:: Work to do ::
Please recast the lines below as a numbered list, leaving out any blank lines.

:: Record excerpts ::
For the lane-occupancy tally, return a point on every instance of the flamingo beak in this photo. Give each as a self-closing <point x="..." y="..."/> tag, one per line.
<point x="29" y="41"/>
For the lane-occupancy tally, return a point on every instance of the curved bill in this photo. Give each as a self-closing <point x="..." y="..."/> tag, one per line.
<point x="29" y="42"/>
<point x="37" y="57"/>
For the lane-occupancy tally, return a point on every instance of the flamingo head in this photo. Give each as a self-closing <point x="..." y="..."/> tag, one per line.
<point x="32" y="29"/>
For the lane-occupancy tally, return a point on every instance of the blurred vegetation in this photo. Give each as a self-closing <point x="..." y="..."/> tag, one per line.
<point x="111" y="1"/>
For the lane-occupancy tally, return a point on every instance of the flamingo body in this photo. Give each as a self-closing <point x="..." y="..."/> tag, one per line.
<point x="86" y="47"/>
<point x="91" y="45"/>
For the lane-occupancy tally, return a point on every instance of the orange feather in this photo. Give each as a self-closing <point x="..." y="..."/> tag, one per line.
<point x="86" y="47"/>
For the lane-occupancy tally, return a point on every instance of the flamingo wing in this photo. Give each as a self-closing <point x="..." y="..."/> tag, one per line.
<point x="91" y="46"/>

:: Answer to the exercise ::
1. For the lane-occupancy tally, return a point on every instance of the flamingo beak in this photo. Give each as a self-closing <point x="..." y="..."/> tag, one per line.
2. <point x="29" y="41"/>
3. For the lane-occupancy tally, return a point on every instance of the curved bill in this photo. Give each as a self-closing <point x="..." y="..."/> tag, one per line.
4. <point x="29" y="42"/>
5. <point x="37" y="57"/>
6. For the lane-occupancy tally, return a point on every instance of the flamingo head in this photo. Give each as a self-closing <point x="..." y="..."/> tag, one per line.
7. <point x="32" y="29"/>
8. For the lane-occupancy tally, return a point on every instance of the blurred vegetation in this photo. Give each as a self-closing <point x="..." y="..."/> tag, one per line.
9. <point x="111" y="1"/>
10. For the lane-occupancy tally, return a point on every instance of the flamingo body in this photo. Give each as a self-closing <point x="..." y="..."/> tag, one per line.
11. <point x="86" y="47"/>
12. <point x="91" y="45"/>
13. For the lane-occupancy tally, return a point on every instance of the orange feather in this photo. Give each as a self-closing <point x="..." y="..."/> tag, one per line.
14. <point x="86" y="47"/>
15. For the lane-occupancy tally, return a point on every instance of the flamingo wing in this photo. Give each as a self-closing <point x="..." y="..."/> tag, one per line.
16. <point x="91" y="46"/>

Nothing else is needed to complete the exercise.